- SELECTED TEXT:
━━━━━━
I am afraid I don't know what you are referring to here. I guess it will have to be your own secret until the patent is issued. 

Recapturing what we discussed earlier: I believe two samples can be cross-faded without phasing if the fundamental and the harmonics are separately treated individually to ensure that no particular tonal frequency causes phasing. The only part of the equation we have not discussed so far is the effect of cross-fading on the noise components. This can be tested by stripping two samples of all tonal material and cross-fading them to see the effect in isolation. It may need some optimizing to fool the ear that it is hearing the real thing.

All of this reasoning are just evident logical deductions drawn from commonly known facts. I have not given any though to all of this until reading about it here yesterday. So, as far as the time to establish the basic concepts and create a plan for achieving this, it took no more than the time to read the thread. From what I understand of Giorgio's response in this thread this is not what he is seeking patent for though. /\~O


----------



## Dynamitec (Feb 22, 2007)

*Re: Garritan Stradivari does a "sonic morph" instead of a cross fade*



> This is exactly why I believe the analogy is correct. Drugs are formulated by mixing various chemicals. It's what chemicals and how they're mixed that is critical.



This is right, but i don't think it's the same thing here!

Think about this:

If samples would be flour, crossfade would be water and phase alignment would be salt and one thought it would be the best to put all in an oven - the result would be bread.

Now, if you don't know know how to do this by yourself, go to the baker and buy your bread. But if you know how to do it yourself - shouldn't you be allowed to? Or may no one else bake bread now since a baker learned it a long time before you learned it?


----------



## Dynamitec (Feb 22, 2007)

*Re: Garritan Stradivari does a "sonic morph" instead of a cross fade*



> Recapturing what we discussed earlier: I believe two samples can be cross-faded without phasing if the fundamental and the harmonics are separately treated individually to ensure that no particular tonal frequency causes phasing. The only part of the equation we have not discussed so far is the effect of cross-fading on the noise components. This can be tested by stripping two samples of all tonal material and cross-fading them to see the effect in isolation. It may need some optimizing to fool the ear that it is hearing the real thing.



Sounds good, but how to treat the fundamentals and harmonics seperatly?


----------



## Hans Adamson (Feb 22, 2007)

*Re: Garritan Stradivari does a "sonic morph" instead of a cross fade*

I can do that with my 10 year old editing software, I believe. I'm not going to patent the technique :wink: , but I will keep it to myself for now. o/~


----------



## Dynamitec (Feb 22, 2007)

*Re: Garritan Stradivari does a "sonic morph" instead of a cross fade*

You could just tell us then which 10 year old software you are using


----------



## Hans Adamson (Feb 22, 2007)
━━━━━━
- RECORDS SUPPLIED:
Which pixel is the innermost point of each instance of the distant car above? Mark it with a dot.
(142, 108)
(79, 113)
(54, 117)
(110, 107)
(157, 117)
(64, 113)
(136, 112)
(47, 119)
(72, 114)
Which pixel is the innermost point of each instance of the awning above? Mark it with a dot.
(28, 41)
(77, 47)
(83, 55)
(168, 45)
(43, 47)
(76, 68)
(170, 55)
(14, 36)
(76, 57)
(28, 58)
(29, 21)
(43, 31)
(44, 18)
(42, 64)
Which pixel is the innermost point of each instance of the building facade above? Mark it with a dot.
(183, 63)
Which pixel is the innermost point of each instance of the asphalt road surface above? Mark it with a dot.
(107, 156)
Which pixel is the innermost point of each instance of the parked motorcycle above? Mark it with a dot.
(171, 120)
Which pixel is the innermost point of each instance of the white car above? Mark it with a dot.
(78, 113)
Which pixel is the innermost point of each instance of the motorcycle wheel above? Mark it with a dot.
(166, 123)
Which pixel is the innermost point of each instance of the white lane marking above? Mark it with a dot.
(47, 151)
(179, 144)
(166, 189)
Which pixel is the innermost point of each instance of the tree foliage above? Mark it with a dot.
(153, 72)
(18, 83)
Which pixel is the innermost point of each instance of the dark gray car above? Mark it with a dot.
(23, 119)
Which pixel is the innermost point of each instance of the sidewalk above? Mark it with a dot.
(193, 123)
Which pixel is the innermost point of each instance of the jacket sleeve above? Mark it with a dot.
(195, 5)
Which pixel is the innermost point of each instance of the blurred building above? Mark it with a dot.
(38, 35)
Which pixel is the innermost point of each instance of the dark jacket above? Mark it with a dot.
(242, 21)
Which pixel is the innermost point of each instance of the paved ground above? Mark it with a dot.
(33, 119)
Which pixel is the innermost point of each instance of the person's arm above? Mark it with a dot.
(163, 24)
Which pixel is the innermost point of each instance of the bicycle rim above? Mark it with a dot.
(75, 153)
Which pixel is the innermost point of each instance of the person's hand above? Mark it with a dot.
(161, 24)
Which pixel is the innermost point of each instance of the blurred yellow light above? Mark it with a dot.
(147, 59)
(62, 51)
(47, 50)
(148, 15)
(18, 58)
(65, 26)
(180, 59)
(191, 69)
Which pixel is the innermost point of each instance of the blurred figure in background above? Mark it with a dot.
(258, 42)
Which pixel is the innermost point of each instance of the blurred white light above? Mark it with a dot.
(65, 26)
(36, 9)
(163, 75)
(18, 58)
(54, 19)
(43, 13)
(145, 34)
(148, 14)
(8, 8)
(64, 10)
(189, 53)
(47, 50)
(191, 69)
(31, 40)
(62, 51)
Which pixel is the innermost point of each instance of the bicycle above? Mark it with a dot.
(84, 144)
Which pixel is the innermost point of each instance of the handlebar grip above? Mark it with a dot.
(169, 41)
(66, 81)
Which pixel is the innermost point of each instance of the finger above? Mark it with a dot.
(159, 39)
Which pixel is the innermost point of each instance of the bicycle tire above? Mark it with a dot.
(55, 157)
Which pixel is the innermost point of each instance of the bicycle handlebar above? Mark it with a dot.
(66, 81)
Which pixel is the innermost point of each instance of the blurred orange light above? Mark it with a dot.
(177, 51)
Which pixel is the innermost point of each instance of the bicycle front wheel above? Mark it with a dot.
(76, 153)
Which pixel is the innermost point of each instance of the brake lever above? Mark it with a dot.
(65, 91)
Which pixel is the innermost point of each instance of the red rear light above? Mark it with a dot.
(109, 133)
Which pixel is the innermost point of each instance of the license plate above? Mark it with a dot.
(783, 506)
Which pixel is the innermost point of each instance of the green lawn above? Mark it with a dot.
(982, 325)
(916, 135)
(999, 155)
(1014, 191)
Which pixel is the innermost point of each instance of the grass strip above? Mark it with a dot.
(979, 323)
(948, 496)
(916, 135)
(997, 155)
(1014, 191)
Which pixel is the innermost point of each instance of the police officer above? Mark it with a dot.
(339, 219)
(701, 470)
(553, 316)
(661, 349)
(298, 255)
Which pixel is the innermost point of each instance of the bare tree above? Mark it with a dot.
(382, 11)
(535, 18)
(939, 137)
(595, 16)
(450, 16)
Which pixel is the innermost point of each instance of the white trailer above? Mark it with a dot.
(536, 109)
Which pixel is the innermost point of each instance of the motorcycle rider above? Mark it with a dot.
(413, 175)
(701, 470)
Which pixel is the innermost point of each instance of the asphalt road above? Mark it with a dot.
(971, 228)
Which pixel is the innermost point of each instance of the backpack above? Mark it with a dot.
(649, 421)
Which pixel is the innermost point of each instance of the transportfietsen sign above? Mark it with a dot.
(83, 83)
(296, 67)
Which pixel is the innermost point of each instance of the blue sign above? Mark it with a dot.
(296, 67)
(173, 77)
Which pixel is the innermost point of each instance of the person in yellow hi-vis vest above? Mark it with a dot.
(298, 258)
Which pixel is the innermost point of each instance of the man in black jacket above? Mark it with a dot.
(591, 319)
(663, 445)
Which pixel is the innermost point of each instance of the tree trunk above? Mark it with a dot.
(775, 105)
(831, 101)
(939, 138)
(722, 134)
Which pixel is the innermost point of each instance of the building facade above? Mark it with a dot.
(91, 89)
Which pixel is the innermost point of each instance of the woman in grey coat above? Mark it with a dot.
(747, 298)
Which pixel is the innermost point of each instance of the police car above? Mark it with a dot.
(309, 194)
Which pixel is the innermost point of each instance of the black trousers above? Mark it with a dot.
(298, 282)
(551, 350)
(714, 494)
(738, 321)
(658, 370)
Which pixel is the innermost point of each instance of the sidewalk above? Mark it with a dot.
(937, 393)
━━━━━━
- CHALLENGES:
a. In the forum thread's bread analogy, what does each ingredient stand for? List every pairing.
b. Repeat the lines of the listing from the line containing "black jacket above? Mark it with a dot." up to and including the final line of the listing.
The forum thread and the listing are unrelated to each other.

- RESULTS:
a. Flour stands for samples, water for crossfade, and salt for phase alignment.

b.
Which pixel is the innermost point of each instance of the man in black jacket above? Mark it with a dot.
(591, 319)
(663, 445)
Which pixel is the innermost point of each instance of the tree trunk above? Mark it with a dot.
(775, 105)
(831, 101)
(939, 138)
(722, 134)
Which pixel is the innermost point of each instance of the building facade above? Mark it with a dot.
(91, 89)
Which pixel is the innermost point of each instance of the woman in grey coat above? Mark it with a dot.
(747, 298)
Which pixel is the innermost point of each instance of the police car above? Mark it with a dot.
(309, 194)
Which pixel is the innermost point of each instance of the black trousers above? Mark it with a dot.
(298, 282)
(551, 350)
(714, 494)
(738, 321)
(658, 370)
Which pixel is the innermost point of each instance of the sidewalk above? Mark it with a dot.
(937, 393)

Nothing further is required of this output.